=== Textauszug ===

Weil erhält deutlich mehr Zustimmung als Althusmann
Eine deutliche Mehrheit der wahlberechtigten Bürger wünscht sich allerdings weiter Stephan Weil als Ministerpräsident. Bei der Frage nach einer – in der Landesverfassung allerdings nicht vorgesehenen – Direktwahl zwischen ihm und seinem Herausforderer Althusmann würden sich insgesamt 39 Prozent für den Amtsinhaber entscheiden. Der CDU-Chef käme auf zwölf Prozent.
Während Weil von seinen SPD-Anhängern 87 Prozent erhält, erreicht der Wirtschaftsminister von seinen eigenen Leuten lediglich 44 Prozent. Einen Vorsprung für Weil gibt es auch bei der Beurteilung seiner Regierungsgeschäfte. 56 Prozent bekunden, dass sie mit seiner Arbeit zufrieden seien; 36 Prozent sehen das anders. Althusmann kommt auf eine Zustimmung von 41 Prozent; 39 Prozent sind mit dem Wirtschaftsminister unzufrieden.
„Natürlich freuen wir uns über dieses Zwischenergebnis. Gerade in dieser schwierigen Zeit empfinde ich das Vertrauen der niedersächsischen Bürgerinnen und Bürger in die Landesregierung – aber auch in die SPD – als Bestätigung unserer Arbeit", sagte Stephan Weil über die ersten Ergebnisse des Niedersachsen-Checks. "Die guten Werte sind jedoch keinesfalls ein Grund zum Ausruhen, ganz im Gegenteil: Wir werden weiterhin intensiv für Niedersachsen und die hier lebenden Menschen arbeiten.“
Niedersachsens CDU-Generalsekretär Sebastian Lechner nannte die Umfrageergebnisse eine für die Christdemokraten wenig überraschende Momentaufnahme. "Wir sind überzeugt, dass wir am 9. Oktober stärkste Fraktion werden."

=== Datenteil ===

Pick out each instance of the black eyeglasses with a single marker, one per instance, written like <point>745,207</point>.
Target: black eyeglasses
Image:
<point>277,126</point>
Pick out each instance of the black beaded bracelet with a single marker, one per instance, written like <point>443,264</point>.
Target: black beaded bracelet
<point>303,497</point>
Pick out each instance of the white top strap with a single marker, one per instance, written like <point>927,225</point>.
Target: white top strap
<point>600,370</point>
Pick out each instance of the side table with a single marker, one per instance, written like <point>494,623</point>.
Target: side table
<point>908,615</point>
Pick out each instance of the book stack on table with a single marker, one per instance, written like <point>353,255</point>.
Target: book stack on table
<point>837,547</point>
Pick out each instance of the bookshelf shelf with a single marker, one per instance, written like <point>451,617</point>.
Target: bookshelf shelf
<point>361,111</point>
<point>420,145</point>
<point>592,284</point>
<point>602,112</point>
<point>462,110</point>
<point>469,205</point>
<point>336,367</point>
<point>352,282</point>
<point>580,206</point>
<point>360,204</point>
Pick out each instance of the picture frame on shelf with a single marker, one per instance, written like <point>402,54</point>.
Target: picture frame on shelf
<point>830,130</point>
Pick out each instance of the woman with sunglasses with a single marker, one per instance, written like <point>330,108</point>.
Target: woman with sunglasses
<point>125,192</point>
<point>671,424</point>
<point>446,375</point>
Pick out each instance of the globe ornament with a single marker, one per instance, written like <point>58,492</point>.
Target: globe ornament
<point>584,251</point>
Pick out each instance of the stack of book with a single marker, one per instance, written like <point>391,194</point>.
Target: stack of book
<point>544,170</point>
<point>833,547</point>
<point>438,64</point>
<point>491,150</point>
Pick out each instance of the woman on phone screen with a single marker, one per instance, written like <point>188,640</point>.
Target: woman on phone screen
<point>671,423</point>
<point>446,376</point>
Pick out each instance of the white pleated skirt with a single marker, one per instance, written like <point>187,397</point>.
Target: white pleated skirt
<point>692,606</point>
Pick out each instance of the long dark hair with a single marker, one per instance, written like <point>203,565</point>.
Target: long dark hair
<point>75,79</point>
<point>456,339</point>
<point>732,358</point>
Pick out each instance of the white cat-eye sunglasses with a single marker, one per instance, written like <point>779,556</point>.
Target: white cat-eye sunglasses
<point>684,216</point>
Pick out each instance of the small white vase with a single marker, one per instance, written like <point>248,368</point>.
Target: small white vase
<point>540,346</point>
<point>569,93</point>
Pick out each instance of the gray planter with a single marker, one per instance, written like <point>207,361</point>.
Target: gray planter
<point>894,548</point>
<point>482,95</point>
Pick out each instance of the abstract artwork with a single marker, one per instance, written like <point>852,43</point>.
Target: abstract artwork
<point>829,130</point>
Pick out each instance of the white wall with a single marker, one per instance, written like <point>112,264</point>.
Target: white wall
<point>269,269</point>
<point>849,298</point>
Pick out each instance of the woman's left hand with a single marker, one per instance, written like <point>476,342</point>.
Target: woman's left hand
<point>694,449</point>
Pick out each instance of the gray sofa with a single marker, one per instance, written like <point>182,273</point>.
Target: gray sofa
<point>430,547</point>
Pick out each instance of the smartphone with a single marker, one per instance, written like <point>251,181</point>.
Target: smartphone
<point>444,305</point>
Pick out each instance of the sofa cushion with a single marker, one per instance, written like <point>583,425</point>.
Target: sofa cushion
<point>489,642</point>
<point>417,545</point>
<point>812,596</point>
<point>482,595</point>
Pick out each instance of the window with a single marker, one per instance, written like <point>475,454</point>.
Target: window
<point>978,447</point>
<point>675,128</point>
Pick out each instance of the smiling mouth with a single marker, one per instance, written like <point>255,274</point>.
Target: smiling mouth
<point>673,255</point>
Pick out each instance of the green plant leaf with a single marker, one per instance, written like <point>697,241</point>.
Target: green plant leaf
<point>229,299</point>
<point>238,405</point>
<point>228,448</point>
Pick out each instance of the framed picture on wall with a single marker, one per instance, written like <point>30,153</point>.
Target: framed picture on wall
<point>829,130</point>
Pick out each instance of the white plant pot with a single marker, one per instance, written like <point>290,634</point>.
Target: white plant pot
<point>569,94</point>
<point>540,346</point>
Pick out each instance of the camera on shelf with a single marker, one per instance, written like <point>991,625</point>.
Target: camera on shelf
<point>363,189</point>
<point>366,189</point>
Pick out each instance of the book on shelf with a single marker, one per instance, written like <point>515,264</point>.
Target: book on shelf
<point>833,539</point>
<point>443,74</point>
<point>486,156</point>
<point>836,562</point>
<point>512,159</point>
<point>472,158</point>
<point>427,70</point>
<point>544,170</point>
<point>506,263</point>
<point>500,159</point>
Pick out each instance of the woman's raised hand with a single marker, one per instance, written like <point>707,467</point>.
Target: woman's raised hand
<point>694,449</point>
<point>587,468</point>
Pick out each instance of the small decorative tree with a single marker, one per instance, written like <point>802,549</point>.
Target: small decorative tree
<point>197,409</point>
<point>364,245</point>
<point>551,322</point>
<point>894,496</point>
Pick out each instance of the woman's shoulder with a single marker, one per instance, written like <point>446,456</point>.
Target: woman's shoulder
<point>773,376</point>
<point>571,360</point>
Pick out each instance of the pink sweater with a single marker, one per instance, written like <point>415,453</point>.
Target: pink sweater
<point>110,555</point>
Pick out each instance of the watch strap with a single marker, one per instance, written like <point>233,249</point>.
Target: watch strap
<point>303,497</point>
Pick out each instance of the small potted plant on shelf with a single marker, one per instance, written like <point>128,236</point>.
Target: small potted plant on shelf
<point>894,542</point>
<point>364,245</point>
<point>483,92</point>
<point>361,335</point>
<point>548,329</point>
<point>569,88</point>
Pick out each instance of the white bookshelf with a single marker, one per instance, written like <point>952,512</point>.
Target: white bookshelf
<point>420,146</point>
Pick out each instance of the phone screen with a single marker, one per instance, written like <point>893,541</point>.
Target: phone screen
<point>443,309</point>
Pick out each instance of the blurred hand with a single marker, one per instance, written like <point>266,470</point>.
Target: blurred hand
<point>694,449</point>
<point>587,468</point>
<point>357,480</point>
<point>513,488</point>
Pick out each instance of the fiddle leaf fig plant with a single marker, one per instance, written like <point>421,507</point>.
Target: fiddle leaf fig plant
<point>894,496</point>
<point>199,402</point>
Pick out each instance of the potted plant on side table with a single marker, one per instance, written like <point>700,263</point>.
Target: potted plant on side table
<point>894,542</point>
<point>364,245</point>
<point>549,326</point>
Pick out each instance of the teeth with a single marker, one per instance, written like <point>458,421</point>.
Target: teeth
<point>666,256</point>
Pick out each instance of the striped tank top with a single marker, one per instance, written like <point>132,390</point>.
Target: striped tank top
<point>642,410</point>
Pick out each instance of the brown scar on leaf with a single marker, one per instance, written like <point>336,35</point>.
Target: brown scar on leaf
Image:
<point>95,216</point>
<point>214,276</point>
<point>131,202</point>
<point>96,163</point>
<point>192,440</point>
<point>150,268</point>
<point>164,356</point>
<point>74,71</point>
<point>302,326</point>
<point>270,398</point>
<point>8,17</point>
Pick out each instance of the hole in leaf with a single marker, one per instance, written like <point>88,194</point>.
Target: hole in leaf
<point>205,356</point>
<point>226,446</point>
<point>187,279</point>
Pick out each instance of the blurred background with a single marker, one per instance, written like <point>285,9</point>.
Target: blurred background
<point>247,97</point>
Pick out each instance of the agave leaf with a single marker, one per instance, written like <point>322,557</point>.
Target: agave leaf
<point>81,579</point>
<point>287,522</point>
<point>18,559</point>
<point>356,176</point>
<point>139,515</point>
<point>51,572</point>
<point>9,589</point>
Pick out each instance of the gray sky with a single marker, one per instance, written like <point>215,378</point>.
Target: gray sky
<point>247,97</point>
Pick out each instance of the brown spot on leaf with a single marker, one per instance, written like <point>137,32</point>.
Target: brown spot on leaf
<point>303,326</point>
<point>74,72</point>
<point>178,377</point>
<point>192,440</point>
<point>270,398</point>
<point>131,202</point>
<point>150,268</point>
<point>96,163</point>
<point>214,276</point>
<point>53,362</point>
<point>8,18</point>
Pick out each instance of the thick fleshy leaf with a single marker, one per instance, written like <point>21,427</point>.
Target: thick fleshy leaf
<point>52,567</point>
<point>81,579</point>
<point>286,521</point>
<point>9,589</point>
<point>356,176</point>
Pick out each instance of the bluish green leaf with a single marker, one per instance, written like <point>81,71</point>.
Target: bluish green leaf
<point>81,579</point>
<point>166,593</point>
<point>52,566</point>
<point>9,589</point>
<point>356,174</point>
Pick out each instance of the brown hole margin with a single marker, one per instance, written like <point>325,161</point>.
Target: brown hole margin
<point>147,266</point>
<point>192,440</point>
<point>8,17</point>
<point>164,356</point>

===

**Deine Aufgabe**
Schreib aus dem Text zur Umfrage alles ab, von „Während Weil von“ bis hinunter zu „dem Wirtschaftsminister unzufrieden.“. Die Zeilen spielen hierbei keine Rolle.

**Gelöste Aufgabe**
Während Weil von seinen SPD-Anhängern 87 Prozent erhält, erreicht der Wirtschaftsminister von seinen eigenen Leuten lediglich 44 Prozent. Einen Vorsprung für Weil gibt es auch bei der Beurteilung seiner Regierungsgeschäfte. 56 Prozent bekunden, dass sie mit seiner Arbeit zufrieden seien; 36 Prozent sehen das anders. Althusmann kommt auf eine Zustimmung von 41 Prozent; 39 Prozent sind mit dem Wirtschaftsminister unzufrieden.